▶ _Set problem_
Please copy the entries below from their beginning through the line containing "[(125, 97), (211, 122)]", changing "Marks" to "Points" and leaving everything else unchanged. Copy only those lines.

════════

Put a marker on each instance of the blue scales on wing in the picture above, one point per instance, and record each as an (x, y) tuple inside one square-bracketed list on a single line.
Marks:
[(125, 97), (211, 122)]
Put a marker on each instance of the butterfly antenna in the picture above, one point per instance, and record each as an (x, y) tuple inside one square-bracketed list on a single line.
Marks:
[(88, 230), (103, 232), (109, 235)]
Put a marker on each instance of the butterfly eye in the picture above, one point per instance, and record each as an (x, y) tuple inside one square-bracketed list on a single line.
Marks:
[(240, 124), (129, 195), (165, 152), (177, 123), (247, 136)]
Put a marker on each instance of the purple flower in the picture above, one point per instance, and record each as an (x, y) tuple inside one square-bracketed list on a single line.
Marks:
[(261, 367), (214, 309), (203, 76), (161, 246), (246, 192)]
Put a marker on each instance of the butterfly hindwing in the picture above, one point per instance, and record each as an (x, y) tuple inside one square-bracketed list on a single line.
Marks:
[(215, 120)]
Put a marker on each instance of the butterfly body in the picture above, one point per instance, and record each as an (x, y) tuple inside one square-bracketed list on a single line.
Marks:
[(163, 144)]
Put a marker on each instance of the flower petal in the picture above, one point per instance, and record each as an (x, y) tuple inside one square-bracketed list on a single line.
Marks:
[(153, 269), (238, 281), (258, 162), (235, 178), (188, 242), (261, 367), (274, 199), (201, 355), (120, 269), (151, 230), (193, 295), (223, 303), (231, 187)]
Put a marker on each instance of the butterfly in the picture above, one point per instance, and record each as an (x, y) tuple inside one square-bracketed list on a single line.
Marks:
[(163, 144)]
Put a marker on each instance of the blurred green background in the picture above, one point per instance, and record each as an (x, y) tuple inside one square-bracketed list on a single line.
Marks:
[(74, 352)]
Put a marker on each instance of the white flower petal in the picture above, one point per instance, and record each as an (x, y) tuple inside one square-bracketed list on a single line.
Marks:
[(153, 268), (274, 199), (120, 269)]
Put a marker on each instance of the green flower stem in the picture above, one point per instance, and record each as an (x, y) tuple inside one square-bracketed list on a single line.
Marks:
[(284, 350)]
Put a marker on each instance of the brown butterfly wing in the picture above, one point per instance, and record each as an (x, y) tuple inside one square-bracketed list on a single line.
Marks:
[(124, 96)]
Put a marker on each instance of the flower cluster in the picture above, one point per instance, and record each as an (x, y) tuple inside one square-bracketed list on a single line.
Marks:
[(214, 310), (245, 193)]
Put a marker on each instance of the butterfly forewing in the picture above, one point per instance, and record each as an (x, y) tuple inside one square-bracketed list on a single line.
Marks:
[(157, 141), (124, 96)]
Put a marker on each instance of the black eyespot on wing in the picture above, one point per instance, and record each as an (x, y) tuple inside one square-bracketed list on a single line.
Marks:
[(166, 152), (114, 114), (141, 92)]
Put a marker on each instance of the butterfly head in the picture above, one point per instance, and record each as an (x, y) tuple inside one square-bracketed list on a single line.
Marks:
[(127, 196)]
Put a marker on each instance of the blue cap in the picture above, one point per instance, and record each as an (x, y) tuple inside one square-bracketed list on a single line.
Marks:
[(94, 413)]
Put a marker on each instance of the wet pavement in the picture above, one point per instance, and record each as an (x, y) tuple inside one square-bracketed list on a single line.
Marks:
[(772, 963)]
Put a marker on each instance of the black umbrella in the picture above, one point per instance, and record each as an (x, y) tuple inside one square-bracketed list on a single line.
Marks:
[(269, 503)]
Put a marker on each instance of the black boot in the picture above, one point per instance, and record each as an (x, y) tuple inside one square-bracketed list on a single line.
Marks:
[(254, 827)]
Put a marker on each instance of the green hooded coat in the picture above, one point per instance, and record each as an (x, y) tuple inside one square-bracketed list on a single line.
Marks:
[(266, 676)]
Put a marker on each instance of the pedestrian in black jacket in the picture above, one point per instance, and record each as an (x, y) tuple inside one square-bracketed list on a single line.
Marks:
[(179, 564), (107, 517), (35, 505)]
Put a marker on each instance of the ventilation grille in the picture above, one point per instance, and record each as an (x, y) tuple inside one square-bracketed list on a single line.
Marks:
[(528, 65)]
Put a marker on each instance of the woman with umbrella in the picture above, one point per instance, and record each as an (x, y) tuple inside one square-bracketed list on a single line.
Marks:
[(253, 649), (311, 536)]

════════

▶ _Written response_
Put a marker on each instance of the blue scales on wing in the picture above, one point per instance, and record each as an (x, y) tuple inside one square-bracketed list on a single line.
Points:
[(125, 97), (211, 122)]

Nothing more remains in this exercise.